EXERCISE DIRECTIONS:
Write out the data that follows. Keep every character unchanged.

(Data entries)
━━━
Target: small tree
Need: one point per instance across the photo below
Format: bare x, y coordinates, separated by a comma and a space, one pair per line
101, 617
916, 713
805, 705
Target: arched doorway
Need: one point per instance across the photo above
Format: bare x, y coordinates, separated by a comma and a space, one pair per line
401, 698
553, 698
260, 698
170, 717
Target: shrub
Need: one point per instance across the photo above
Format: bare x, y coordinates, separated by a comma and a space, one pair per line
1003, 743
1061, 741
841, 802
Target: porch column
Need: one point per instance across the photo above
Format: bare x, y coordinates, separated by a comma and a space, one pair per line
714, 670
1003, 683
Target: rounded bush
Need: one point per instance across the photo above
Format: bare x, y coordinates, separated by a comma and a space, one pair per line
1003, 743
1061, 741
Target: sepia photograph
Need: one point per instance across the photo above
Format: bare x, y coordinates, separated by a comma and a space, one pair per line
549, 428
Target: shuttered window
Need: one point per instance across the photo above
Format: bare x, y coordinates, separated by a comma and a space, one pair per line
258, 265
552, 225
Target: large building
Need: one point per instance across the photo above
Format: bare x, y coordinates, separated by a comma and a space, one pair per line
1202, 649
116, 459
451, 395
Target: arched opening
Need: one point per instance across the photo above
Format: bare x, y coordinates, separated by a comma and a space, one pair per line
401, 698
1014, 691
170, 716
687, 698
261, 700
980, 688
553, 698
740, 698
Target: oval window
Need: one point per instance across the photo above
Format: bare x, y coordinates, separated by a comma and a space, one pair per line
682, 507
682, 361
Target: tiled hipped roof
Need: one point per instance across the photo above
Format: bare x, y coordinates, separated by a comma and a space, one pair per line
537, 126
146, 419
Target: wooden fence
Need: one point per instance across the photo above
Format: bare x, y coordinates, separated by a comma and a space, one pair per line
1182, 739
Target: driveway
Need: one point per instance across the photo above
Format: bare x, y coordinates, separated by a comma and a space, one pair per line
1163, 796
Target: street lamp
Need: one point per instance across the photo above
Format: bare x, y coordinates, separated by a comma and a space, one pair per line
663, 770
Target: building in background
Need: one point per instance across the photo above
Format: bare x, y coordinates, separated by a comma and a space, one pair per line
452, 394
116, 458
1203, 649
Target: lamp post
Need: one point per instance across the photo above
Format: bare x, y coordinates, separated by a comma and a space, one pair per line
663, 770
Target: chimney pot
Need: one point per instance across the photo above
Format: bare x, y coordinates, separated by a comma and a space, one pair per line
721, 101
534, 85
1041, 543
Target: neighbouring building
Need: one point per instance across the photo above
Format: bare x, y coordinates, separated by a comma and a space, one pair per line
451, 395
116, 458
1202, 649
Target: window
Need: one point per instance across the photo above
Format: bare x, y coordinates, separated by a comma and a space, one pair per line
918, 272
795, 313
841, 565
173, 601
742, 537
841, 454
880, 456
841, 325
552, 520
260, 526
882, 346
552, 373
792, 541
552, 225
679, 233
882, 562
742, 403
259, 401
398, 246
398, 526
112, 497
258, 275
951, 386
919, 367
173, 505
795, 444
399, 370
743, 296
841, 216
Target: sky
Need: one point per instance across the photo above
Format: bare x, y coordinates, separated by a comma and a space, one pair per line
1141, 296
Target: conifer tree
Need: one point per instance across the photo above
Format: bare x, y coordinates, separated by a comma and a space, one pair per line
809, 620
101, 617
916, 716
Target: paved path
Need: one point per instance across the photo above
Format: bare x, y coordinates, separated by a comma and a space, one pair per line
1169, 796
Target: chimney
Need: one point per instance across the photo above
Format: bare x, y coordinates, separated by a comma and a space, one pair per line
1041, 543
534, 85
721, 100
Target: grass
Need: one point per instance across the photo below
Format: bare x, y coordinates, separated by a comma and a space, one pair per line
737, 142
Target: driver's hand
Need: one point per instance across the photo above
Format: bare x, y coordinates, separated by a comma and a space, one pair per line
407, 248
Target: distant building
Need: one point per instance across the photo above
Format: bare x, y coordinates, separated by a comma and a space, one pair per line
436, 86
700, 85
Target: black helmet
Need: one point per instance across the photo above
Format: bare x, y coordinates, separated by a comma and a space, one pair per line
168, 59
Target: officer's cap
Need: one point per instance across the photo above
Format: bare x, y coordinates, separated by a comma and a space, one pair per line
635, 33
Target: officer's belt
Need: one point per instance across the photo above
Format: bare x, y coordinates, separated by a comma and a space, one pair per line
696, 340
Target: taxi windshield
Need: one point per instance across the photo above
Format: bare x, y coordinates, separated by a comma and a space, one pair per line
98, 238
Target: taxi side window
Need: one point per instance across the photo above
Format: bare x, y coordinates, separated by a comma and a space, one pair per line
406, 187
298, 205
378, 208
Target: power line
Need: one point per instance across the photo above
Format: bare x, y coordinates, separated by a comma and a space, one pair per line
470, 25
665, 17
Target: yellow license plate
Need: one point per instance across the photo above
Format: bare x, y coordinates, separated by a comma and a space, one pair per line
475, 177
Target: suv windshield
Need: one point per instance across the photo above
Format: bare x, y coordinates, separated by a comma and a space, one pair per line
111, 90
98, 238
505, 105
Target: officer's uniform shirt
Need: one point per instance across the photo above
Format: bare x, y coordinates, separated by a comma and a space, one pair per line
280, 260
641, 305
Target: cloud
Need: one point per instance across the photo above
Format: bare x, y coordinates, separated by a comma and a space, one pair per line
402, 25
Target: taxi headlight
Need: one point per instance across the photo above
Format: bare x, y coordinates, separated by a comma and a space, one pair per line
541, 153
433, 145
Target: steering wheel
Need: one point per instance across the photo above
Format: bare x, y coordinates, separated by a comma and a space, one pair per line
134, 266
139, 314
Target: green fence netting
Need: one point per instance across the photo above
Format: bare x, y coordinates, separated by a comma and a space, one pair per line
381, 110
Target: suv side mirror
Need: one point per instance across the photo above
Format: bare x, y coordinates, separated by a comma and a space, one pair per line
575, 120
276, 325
━━━
SOLUTION TO THIS EXERCISE:
Target: small tree
Need: one point per instance across the photo below
Format: bare x, y coordinates, separated by a comma and a space, one pair per line
101, 617
916, 713
805, 705
Target: arched doorway
Need: one point per instance across the photo above
Format: bare x, y coordinates, separated by a comma and a space, one pair per line
401, 698
553, 698
260, 698
170, 717
Target: shrub
Need: one point per instance across the photo above
Format: bare x, y coordinates, separated by a comma and a space, one pair per line
1003, 743
1061, 741
841, 802
Target: porch column
Need: one point per instance across the photo above
Format: bare x, y coordinates, separated by a comma and a space, one pair per line
714, 670
1003, 683
Target: rounded bush
Need: one point per instance across the photo above
Format: bare x, y coordinates, separated by a comma and a space, one pair per line
1003, 743
1061, 741
Target: sepia photograph
Need: one point per instance across the photo above
Format: bare x, y coordinates, separated by a comma and a space, one pair per line
549, 428
Target: shuttered window
Need: one point per instance across the photo above
Format: bare x, y coordinates, separated by a comma and a space, one pair per line
258, 265
552, 225
Target: large building
Need: one point per instance across the photo above
Format: bare x, y coordinates, separated by a comma and a space, one pair per line
1202, 649
116, 459
451, 395
Target: arched opening
Need: one point per instance across the photo above
Format: bare x, y coordinates, separated by a comma and a space, one pair per line
401, 698
1014, 691
170, 716
687, 698
261, 700
980, 688
553, 698
740, 698
Target: oval window
Need: one point per instance across the photo above
Format: bare x, y coordinates, separated by a comma and a space, one pair per line
682, 507
682, 361
Target: tiled hipped roof
Need: one point per instance across the photo above
Format: bare x, y coordinates, separated by a comma and a space, one pair per line
537, 126
146, 419
Target: wooden fence
Need: one point per instance across the photo above
Format: bare x, y coordinates, separated by a comma and a space, one pair per line
1182, 739
Target: driveway
Need: one point per instance across the photo above
Format: bare x, y coordinates, separated by a comma and a space, one pair per line
1163, 796
Target: street lamp
Need: one point per instance across the photo above
Format: bare x, y coordinates, separated by a comma and a space, one pair per line
663, 770
Target: building in background
Need: one point per instance across the photo above
Format: bare x, y coordinates, separated by a comma and a space, one pair per line
452, 394
116, 458
1203, 649
Target: lamp post
Need: one point per instance across the photo above
Format: bare x, y coordinates, separated by a comma and a space, one pair per line
663, 770
Target: chimney pot
Need: one point per instance across the photo above
Format: bare x, y coordinates, separated by a comma and a space, one pair per line
721, 101
534, 85
1041, 543
Target: neighbouring building
Need: one point per instance across the photo above
Format: bare x, y coordinates, separated by a comma and a space, one pair per line
451, 395
116, 458
1202, 649
Target: window
Need: one point per instance across the photo above
Format: bare x, y coordinates, separated by a comma and a space, one pair per line
918, 272
795, 313
841, 565
173, 601
742, 537
841, 454
880, 456
841, 325
552, 520
260, 526
882, 346
552, 373
792, 541
552, 225
679, 233
882, 562
742, 403
259, 401
398, 246
398, 526
112, 497
258, 275
951, 386
919, 367
173, 505
795, 444
399, 370
743, 296
841, 216
Target: sky
Need: one point per instance across the photo above
Format: bare x, y coordinates, separated by a comma and a space, one pair per line
1141, 296
Target: conifer tree
Need: one point per instance across the photo above
Format: bare x, y coordinates, separated by a comma and a space, one pair per line
809, 620
101, 617
916, 716
Target: paved path
Need: one point per instance across the photo above
Format: bare x, y coordinates, separated by a comma and a space, one pair per line
1169, 796
Target: chimney
Need: one point per instance across the photo above
Format: bare x, y coordinates, separated by a comma and a space, one pair per line
1041, 543
534, 85
721, 100
Target: grass
Need: one point per instance across the photo below
Format: bare x, y coordinates, separated by a comma and a space, one pair per line
737, 142
Target: driver's hand
Need: one point per instance across the photo above
Format: bare x, y coordinates, separated by a comma and a space, one pair per line
407, 248
Target: distant building
Need: one point per instance across the photo above
Format: bare x, y coordinates, separated by a comma and a space, one pair per line
436, 86
700, 85
Target: black helmet
Need: one point per instance across the photo above
Format: bare x, y coordinates, separated by a comma and a space, one pair per line
168, 59
Target: officer's cap
Need: one point per instance across the photo above
Format: bare x, y coordinates, separated by a comma and a space, one pair per line
635, 33
Target: officer's belt
Need: one point per instance across the photo above
Format: bare x, y coordinates, separated by a comma and a space, one pair per line
696, 340
Target: taxi windshield
Need: one point per instance across the photo above
Format: bare x, y coordinates, separated by a comma and a space, one pair per line
98, 238
Target: taxi side window
Need: one point per instance across the photo above
Format: bare x, y coordinates, separated by a comma and a space, one pair per line
406, 187
298, 205
378, 208
Target: power line
Need: one point per instance across the photo above
Format: bare x, y coordinates, separated by a comma and a space, one pair per line
470, 25
665, 17
Target: yellow license plate
Need: one point per instance across the photo above
Format: bare x, y coordinates, separated by a comma and a space, one pair per line
475, 177
Target: suv windshield
Need: one point per instance across the photo above
Format: bare x, y coordinates, separated by a comma and a space, one pair per line
111, 90
98, 238
505, 105
Target: officer's uniform shirt
Need: one point per instance across the photo above
Format: bare x, y coordinates, separated by a comma and a space, one pair per line
280, 260
641, 305
Target: cloud
Need: one point per instance across the photo above
Format: bare x, y coordinates, separated by a comma and a space, one pair per line
402, 25
Target: taxi headlight
Need: one point per instance across the photo above
Format: bare x, y coordinates, separated by a comma and a space, one pair per line
541, 153
433, 145
Target: steering wheel
Need: one point per instance across the photo above
Format: bare x, y coordinates, separated by a comma and a space, one pair per line
134, 266
139, 314
Target: green fence netting
Need: one point per instance across the photo above
Format: bare x, y coordinates, separated by a comma and a space, one pair per line
381, 110
Target: suv side mirror
Need: one point per instance across the photo above
Format: bare x, y coordinates, separated by a comma and a space, one pair per line
575, 120
276, 325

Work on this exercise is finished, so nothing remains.